あなたの神さまはわたしには関係ないけれど、同じ世界で生きている。平成に取り残されずにいる自信がない|成宮アイコ・連載

DijKD0GU0AIk-47.jpg

先生たちが来なかった朝の地獄

あの日、わたしはまだ子どもでした。

常々、神さまなんていない、と思っていたのでおなかが痛くなっても、「神さま、もう悪いことしませんからおなかの痛みをなおしてください」なんてトイレの中で祈ったことはありませんし、ティーン誌の後ろのページの星座占いなんて気にしたこともありませんでした。当時、クラスメイトがつけてたプロミスリング(手首につける紐のブレスレット、切れたら願いが叶うと言われていた)も、人気のキャラクターが刺繍されたお守りを買う初詣の行列も、まわし読みされるおまじないの本も、全部がどうでもよかったのです。
だって、神さまがいたとしたら、わたしの毎日はもっと平和だっただろうし、仲のいい家庭で暮らせていたはずです。

その日、チャイムが鳴って、朝の会が始まる時間になっても先生は来ませんでした。
クラスのまとめ役の子が、となりの教室をのぞきに行くと、どうやら同じように先生は来ていないようです。「先生がいない」という非日常の雰囲気にクラス中はざわめき、あちらこちらで歓声があがります。学級委員の男の子が、「静かにしてください!」と声をあげてから、教務室に様子を見に行きました。

提供データ →
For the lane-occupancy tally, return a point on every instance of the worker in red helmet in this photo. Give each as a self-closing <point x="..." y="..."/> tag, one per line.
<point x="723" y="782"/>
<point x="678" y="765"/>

設問 →
• 1. 本文の「だって、神さまがいたとしたら」から「務室に様子を見に行きました。」までのすべてを、一字も変えずに書き写しなさい。
• 2. 本文について、次の問いに答えなさい。
(a) プロミスリングは体のどこにつけるものか。
(b) クラスのまとめ役の子がのぞきに行ったのはどこか。
(c) 学級委員の男の子が様子を見に行ったのはどこか。

解答 →
• 1.
だって、神さまがいたとしたら、わたしの毎日はもっと平和だっただろうし、仲のいい家庭で暮らせていたはずです。

その日、チャイムが鳴って、朝の会が始まる時間になっても先生は来ませんでした。
クラスのまとめ役の子が、となりの教室をのぞきに行くと、どうやら同じように先生は来ていないようです。「先生がいない」という非日常の雰囲気にクラス中はざわめき、あちらこちらで歓声があがります。学級委員の男の子が、「静かにしてください!」と声をあげてから、教務室に様子を見に行きました。

• 2.
(a) 手首
(b) となりの教室
(c) 教務室